* [ASSIGNED TASK] Give all the lines below again, exactly, with no pictures.

* [RECORDS SUPPLIED]
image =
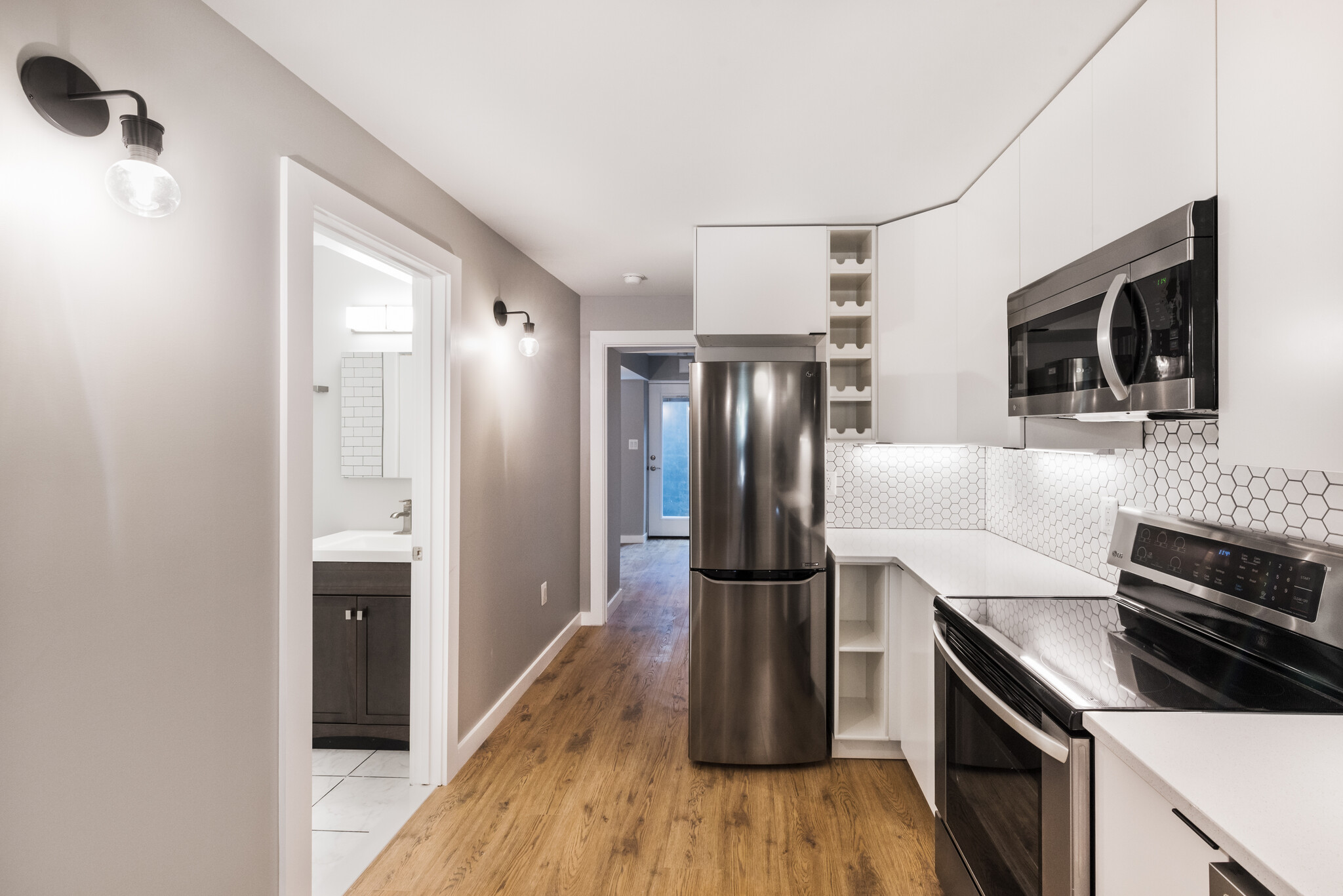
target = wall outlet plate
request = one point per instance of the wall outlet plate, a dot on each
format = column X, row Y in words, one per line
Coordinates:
column 1110, row 509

* [EXERCISE RESULT]
image =
target = wall outlet plate
request = one point per instance of the wall outlet plate, a dot on each
format = column X, row Y in words, one per line
Coordinates:
column 1110, row 509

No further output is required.